PAGE -
— Start —
Wednesday 24 September 2014

LOCUS STANDI: A HINDERANCE TO THE VIGILANT

PRITCHARDS O. OSARIEMEN (LLB UNIBEN)  
 
Introduction 
The right of the complainant to institute court proceedings, locus standi, is one of several consideration of the appropriateness or inappropriateness of the subject matter of litigation for judicial consideration. Any question of justiciability is addressed by the court before it proceeds to a consideration of the merits of any claim. Thus, locus standi is a condition precedent to any hearing of an alleged cause of action. The term locus standi denotes legal capacity to institute proceedings in a court of law and is used interchangeably with terms like “standing” or “title to sue”.1 It had also been defined as the right of a party to appear and be heard on the question before any court or tribunal.1 It is the “the right or competence to institute proceedings in a court for redress or assertion of a right enforceable at law”.1 It has also been stated that a party prosecuting an action would have locus standi, where the reliefs claimed would confers some benefits on such party.1 
In this work, the writer undertakes to analyze the practice of locus standi in Nigeria, and the need for judicial and legislative intervention with a view to reducing its harshness.
The doctrine of locus standi over the years had been a major concern in the consideration of the merits of plethora of cases in Nigeria. At this, one would wonder whether Nigerian courts that preach against the sacrifice of justice on the altar of technicality are only paying lip services.

LOCUS STANDI AND THE CONSTITUTION 
The Constitution of the Federal Republic of Nigeria appears to offer to Nigerians more access to the courts to protects fundamental rights.1 The doctrine of locus standi in Nigeria suggest that before a person can approach the court for a redress, such one must have sufficient interest, suffer an injury or had his right infringed. In Olowoyin v. Attorney General,1 a father challenged the constitutionality of a statute which prohibited political activities by juveniles. He argued that he wished to educate his children about politics but could not do so under the statute. The lower court dismissed the suit on the ground that no right of the plaintiff was alleged to have been infringed. There was no suggestion that the appellant was in imminent danger of coming into conflict with the law or that there had been any real or direct interference with his normal business or other activities.1
The above decision of the court could be faulted when juxtaposed with the provision of the Constitution at that material time. Precisely, section 42(1)1 provides that any person who alleges that any of the provisions of this Chapter has been; is being or likely to be contravened in any state in relation to him may apply to a High Court in that State for redress. 
In reality, the mere existence of an unconstitutional statute presents an imminent injury. A statute prohibiting an act has an intimidating effect. Persons unsure whether the statute legitimately governs their behavior may unduly restrict their actions to avoid a possible violation of the statute with its attendant criminal penalties.
— End —
GIVEN RECORDS -
— Start —
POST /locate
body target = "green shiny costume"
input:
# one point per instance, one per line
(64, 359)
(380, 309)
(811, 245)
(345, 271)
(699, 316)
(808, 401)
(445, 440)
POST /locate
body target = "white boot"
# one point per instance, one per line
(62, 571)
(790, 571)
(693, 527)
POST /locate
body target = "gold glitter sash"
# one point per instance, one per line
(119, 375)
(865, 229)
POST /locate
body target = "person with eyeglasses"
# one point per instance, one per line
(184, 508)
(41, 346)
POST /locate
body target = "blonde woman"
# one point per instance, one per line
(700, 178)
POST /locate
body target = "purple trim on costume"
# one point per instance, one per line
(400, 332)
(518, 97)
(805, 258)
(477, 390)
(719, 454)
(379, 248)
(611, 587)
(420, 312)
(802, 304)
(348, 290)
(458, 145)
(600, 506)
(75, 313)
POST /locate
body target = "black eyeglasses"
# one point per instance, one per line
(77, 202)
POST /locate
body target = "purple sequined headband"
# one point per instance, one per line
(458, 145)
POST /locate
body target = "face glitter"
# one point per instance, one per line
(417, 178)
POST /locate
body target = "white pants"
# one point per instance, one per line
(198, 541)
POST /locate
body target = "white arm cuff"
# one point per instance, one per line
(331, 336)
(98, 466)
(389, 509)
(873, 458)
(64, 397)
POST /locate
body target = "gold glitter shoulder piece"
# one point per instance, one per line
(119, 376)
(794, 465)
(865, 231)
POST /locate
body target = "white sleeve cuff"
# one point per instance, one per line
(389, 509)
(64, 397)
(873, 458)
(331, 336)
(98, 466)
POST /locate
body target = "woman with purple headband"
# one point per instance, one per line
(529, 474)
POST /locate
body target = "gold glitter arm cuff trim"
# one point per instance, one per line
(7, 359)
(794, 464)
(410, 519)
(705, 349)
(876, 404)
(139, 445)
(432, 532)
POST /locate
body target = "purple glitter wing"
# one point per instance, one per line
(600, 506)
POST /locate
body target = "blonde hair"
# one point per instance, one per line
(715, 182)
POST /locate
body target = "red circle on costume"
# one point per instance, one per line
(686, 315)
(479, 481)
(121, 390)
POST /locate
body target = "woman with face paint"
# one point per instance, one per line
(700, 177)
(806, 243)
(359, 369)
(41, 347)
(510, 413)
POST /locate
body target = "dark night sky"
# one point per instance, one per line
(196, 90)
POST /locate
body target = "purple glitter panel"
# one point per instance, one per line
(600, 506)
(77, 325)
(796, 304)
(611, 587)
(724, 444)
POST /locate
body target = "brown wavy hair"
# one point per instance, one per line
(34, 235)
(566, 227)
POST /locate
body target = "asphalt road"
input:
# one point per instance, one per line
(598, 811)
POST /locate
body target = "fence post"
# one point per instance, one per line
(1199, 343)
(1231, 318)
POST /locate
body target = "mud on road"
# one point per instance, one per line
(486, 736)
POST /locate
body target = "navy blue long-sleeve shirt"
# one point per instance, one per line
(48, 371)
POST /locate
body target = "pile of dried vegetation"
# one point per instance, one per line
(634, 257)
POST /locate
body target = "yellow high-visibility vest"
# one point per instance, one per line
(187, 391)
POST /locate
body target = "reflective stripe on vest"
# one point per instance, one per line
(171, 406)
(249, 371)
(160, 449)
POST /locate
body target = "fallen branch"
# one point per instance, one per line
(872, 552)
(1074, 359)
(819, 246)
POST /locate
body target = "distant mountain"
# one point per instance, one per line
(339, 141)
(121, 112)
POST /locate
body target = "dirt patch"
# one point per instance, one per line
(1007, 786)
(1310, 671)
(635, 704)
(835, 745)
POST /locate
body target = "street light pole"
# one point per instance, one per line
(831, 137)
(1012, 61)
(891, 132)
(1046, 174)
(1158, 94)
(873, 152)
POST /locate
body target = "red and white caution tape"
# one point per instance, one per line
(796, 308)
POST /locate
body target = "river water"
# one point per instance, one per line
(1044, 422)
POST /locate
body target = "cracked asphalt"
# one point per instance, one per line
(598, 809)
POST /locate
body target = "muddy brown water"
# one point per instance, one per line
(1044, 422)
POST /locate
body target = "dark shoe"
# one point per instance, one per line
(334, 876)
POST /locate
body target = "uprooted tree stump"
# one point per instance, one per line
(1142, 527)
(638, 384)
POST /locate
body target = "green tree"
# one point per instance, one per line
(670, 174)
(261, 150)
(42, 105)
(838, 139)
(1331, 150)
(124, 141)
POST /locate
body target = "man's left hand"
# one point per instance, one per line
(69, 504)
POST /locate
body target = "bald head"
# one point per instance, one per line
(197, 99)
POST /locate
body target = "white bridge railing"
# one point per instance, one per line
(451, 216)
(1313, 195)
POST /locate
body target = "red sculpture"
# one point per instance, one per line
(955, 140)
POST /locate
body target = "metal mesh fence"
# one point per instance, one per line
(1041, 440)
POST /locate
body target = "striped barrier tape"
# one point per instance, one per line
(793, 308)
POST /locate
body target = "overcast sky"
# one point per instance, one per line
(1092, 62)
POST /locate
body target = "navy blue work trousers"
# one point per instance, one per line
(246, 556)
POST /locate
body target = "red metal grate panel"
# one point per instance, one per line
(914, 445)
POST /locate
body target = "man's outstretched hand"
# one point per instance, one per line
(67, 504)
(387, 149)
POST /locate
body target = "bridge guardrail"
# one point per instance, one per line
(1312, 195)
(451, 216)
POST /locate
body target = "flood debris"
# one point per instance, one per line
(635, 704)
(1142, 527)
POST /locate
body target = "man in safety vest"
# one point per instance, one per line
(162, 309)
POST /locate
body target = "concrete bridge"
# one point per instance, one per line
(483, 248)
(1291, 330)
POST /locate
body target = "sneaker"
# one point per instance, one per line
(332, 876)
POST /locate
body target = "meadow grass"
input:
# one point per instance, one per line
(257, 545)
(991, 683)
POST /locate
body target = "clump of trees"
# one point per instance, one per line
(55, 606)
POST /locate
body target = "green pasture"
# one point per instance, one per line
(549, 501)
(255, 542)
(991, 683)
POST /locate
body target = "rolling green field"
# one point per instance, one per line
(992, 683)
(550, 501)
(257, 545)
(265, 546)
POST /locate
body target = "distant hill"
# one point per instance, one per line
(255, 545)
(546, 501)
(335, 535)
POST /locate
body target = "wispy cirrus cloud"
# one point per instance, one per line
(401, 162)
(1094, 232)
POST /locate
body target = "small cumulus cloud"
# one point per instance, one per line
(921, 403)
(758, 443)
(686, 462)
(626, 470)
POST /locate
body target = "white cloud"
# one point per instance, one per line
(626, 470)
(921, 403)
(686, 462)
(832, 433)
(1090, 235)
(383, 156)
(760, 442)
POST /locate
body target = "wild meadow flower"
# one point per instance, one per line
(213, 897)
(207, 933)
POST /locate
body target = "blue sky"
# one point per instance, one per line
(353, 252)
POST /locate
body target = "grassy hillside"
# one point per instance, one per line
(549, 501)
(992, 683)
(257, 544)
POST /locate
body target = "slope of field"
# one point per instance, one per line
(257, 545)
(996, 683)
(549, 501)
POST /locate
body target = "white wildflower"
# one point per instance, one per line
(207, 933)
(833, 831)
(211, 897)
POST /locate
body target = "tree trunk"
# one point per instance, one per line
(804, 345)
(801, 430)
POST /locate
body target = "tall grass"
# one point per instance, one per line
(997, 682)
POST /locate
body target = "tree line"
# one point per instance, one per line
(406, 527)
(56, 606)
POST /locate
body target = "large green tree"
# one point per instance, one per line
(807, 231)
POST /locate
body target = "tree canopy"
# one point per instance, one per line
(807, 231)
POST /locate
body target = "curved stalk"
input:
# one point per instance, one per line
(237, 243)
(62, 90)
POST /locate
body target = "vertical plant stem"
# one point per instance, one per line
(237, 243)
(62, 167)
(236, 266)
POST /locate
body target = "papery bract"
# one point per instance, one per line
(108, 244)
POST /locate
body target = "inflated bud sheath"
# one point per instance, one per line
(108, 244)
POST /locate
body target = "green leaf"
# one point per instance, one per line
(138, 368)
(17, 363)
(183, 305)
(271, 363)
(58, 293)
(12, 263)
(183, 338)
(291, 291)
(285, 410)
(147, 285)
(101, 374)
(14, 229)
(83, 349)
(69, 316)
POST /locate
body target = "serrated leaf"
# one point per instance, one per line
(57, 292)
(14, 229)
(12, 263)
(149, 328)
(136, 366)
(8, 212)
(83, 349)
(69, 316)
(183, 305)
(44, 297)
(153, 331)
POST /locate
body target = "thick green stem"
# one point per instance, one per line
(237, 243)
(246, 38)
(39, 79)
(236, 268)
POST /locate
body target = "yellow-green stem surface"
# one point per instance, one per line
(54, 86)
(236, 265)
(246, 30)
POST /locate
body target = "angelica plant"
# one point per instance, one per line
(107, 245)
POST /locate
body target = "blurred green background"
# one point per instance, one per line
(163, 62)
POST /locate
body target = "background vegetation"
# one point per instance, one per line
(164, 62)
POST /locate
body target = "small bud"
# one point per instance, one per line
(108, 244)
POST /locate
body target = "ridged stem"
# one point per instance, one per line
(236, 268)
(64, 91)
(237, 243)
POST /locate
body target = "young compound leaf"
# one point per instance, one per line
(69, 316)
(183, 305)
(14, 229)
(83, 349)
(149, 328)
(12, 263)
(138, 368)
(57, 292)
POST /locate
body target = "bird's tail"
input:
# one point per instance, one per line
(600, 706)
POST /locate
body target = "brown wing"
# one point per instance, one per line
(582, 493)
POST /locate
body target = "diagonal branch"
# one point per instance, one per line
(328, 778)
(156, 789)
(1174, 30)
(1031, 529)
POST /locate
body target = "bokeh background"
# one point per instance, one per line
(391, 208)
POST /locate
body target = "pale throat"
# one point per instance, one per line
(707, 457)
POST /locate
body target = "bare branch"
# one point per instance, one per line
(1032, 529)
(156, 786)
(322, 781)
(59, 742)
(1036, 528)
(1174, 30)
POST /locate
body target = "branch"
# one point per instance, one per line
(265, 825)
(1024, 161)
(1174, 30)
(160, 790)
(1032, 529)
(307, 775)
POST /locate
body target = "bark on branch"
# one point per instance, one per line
— End —
PROBLEM REQUIREMENTS -
Set down verbatim the passage of the locus standi essay above, from "In reality, the" up to and including "attendant criminal penalties.".

ANSWER TO THIS EXERCISE -
In reality, the mere existence of an unconstitutional statute presents an imminent injury. A statute prohibiting an act has an intimidating effect. Persons unsure whether the statute legitimately governs their behavior may unduly restrict their actions to avoid a possible violation of the statute with its attendant criminal penalties.